§ **Exercise brief**: Copy exactly, and only, the lines from the line containing "Note: for this drill we locate the zebra" through the last line of the records below, both included.

§ **Source material**:
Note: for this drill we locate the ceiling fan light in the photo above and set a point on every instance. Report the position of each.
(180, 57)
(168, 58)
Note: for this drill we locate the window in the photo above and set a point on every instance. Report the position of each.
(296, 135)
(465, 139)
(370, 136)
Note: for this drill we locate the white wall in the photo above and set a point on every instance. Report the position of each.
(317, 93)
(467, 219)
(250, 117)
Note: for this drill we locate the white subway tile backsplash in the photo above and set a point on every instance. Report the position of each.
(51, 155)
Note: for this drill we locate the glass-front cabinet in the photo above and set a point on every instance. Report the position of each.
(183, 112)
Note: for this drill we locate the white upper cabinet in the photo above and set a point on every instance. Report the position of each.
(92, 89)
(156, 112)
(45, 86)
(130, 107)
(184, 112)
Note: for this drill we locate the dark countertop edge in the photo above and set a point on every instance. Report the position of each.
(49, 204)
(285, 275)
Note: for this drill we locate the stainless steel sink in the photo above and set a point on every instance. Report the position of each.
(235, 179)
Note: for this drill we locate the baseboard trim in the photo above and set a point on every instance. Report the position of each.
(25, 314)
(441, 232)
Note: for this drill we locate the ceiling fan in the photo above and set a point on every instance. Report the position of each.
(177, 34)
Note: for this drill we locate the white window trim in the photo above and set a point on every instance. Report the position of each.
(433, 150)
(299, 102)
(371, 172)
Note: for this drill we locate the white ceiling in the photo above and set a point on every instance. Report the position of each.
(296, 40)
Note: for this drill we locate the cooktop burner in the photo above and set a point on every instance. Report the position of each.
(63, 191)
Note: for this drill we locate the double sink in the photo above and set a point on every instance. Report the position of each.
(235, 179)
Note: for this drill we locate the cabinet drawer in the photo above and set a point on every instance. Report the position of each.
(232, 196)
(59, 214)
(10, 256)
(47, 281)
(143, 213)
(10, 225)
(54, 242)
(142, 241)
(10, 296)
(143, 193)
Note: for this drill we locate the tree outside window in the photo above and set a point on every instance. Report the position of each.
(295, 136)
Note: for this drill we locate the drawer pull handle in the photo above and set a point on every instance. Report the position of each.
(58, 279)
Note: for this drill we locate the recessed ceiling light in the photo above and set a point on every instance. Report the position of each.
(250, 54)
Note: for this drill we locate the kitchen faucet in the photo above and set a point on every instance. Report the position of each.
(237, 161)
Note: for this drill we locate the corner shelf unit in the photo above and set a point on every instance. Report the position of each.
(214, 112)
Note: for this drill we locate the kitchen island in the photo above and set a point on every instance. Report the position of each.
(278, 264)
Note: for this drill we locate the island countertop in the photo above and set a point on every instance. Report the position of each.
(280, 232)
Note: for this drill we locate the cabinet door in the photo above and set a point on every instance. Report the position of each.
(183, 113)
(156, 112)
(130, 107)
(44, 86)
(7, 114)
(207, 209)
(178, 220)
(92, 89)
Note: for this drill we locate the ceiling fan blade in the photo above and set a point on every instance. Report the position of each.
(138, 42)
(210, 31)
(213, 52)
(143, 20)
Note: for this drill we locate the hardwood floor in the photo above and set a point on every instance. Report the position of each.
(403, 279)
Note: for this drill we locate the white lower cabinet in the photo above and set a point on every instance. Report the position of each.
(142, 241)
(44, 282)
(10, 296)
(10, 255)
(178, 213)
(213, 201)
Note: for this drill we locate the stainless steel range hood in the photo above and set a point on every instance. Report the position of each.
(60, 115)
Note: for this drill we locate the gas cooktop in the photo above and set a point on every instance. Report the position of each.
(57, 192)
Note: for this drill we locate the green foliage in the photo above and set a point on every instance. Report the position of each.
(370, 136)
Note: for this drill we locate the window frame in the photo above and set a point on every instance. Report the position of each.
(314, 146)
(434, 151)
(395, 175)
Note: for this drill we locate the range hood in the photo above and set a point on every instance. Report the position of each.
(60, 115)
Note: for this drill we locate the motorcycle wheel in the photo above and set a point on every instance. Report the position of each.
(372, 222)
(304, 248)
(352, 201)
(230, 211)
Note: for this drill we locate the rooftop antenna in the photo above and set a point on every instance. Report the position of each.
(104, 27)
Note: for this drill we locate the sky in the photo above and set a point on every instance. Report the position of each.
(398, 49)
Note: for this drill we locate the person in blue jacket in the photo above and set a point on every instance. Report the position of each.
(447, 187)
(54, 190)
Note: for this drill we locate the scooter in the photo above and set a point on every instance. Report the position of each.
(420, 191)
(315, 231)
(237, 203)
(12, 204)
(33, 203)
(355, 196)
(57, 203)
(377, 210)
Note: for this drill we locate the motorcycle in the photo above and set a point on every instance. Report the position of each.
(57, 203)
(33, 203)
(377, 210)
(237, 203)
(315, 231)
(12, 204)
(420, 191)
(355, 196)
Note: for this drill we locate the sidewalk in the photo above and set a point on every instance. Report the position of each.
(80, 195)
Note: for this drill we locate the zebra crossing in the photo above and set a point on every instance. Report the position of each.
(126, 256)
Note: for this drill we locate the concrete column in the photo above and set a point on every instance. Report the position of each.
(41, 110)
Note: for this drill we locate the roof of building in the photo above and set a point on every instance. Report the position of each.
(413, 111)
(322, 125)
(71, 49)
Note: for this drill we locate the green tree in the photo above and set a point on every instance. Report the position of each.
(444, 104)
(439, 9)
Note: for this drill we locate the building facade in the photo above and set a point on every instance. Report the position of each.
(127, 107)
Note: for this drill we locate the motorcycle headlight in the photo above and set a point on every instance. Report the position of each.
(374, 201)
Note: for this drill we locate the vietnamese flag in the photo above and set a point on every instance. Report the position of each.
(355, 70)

§ **Finished answer**:
Note: for this drill we locate the zebra crossing in the photo above and set a point on every instance. Report the position of each.
(126, 256)
Note: for this drill we locate the concrete column in the photo above and set a point on every instance. Report the position of each.
(41, 110)
Note: for this drill we locate the roof of building in the photo above and set a point on every instance. Report the position of each.
(413, 111)
(322, 125)
(71, 49)
Note: for this drill we locate the green tree in the photo above and set a point on every instance. Report the position of each.
(444, 104)
(439, 9)
Note: for this drill we locate the building facade in the photo above and set a point on every instance. Report the position of each.
(127, 107)
Note: for this drill we locate the motorcycle headlight in the photo above and set a point on every instance. Report the position of each.
(374, 201)
Note: for this drill we locate the vietnamese flag in the photo above and set a point on every instance. Report the position of each.
(355, 70)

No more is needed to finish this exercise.